Quoted text:
======
Back in March, following up on an NPR feature, I profiled former Guantánamo prisoner Mansoor al-Dayfi (aka Mansoor al-Zahari), a Yemeni citizen who was released from the prison in July 2016, but was not repatriated because the US refuses to send any Yemenis home, citing security concerns. Instead, like dozens of other men (including stateless Palestinians, and some other men in whose cases it was regarded as unsafe for them to be repatriated), he was sent to a third country after intense US negotiations.

In al-Dayfi’s case, he was sent to Serbia, where, it is clear, he has struggled to adapt, telling Arun Rath of NPR, “When they brought me to Serbia they make my life worse. They totally kill my dreams. It’s making my life worse. … Not because I like Guantánamo, but my life become worse here. I feel I am in another jail.”

He told Rath that, as I described it, “he wanted to be sent to an Arab country, and to protest his conditions he embarked on a hunger strike, just as he had at Guantánamo.”

It is impossible not to sympathise with al-Dayfi, an evidently bright man, and an insignificant prisoner of the “war on terror,” whose long imprisonment was a result of him being a victim of mistaken identity, and who, in Guantánamo, also developed a fascination for US culture, which, as I described it, involved him “becoming a fan of Taylor Swift, Shakira, Game of Thrones (although he felt there was too much bloodshed), US sitcoms, Christopher Nolan movies and Little House on the Prairie, which ‘remind[ed] him of his very rural home with few modern conveniences.’”
======
Your tasks:
a: According to the article about Mansoor al-Dayfi, to which country was he sent after his release from Guantánamo?
b: Reproduce the stretch of the article about Mansoor al-Dayfi from "Back in March, following" through "intense US negotiations.".
======
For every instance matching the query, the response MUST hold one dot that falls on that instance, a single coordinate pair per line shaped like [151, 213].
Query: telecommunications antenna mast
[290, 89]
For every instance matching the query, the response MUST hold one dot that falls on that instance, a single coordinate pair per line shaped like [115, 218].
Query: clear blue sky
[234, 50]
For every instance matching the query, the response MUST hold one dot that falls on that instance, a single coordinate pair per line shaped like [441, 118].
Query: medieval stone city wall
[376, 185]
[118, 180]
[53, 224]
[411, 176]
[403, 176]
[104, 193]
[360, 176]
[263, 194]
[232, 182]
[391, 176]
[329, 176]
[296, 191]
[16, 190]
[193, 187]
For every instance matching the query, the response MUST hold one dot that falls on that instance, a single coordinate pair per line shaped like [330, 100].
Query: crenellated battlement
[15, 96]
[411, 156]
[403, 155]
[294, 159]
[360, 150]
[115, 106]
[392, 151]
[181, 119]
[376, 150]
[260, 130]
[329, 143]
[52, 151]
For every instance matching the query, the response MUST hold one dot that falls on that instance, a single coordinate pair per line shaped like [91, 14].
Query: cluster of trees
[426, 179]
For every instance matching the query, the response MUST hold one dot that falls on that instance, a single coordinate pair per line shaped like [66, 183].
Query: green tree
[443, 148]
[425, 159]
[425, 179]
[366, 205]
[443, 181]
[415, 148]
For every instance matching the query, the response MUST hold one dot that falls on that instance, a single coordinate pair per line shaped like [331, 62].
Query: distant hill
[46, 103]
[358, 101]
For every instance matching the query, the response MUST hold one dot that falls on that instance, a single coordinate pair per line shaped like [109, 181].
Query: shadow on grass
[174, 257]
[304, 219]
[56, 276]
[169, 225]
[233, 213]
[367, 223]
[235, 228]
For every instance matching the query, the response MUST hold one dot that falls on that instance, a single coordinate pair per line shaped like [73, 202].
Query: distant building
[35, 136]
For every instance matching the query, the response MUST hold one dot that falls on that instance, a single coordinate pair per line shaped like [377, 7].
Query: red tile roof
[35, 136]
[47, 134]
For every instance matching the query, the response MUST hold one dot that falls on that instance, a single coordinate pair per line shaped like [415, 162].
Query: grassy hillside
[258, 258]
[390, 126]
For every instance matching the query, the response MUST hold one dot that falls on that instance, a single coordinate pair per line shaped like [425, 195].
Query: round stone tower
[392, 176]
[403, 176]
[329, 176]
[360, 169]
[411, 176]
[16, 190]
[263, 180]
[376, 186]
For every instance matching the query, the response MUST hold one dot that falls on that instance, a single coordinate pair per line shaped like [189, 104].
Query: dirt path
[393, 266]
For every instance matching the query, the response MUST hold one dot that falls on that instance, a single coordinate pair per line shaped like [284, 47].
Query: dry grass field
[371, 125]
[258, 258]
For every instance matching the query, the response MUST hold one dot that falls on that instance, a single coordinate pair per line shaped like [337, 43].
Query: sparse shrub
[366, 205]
======
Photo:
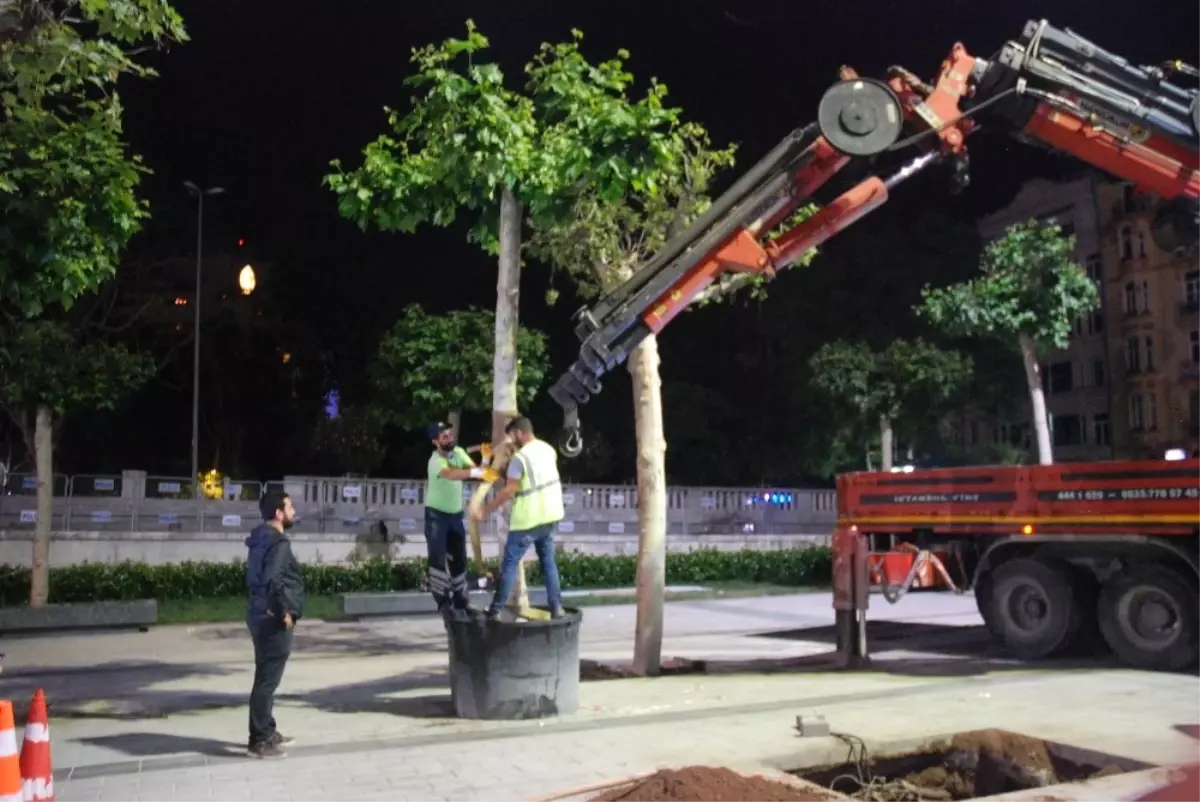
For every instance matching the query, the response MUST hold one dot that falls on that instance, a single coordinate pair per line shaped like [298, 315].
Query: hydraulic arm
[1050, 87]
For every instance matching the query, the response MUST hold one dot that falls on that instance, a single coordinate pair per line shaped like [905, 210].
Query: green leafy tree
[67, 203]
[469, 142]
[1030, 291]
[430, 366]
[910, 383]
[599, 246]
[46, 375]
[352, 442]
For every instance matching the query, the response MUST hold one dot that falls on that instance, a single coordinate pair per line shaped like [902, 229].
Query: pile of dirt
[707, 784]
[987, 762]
======
Solutions:
a: Serbia

b:
Back in March, following up on an NPR feature, I profiled former Guantánamo prisoner Mansoor al-Dayfi (aka Mansoor al-Zahari), a Yemeni citizen who was released from the prison in July 2016, but was not repatriated because the US refuses to send any Yemenis home, citing security concerns. Instead, like dozens of other men (including stateless Palestinians, and some other men in whose cases it was regarded as unsafe for them to be repatriated), he was sent to a third country after intense US negotiations.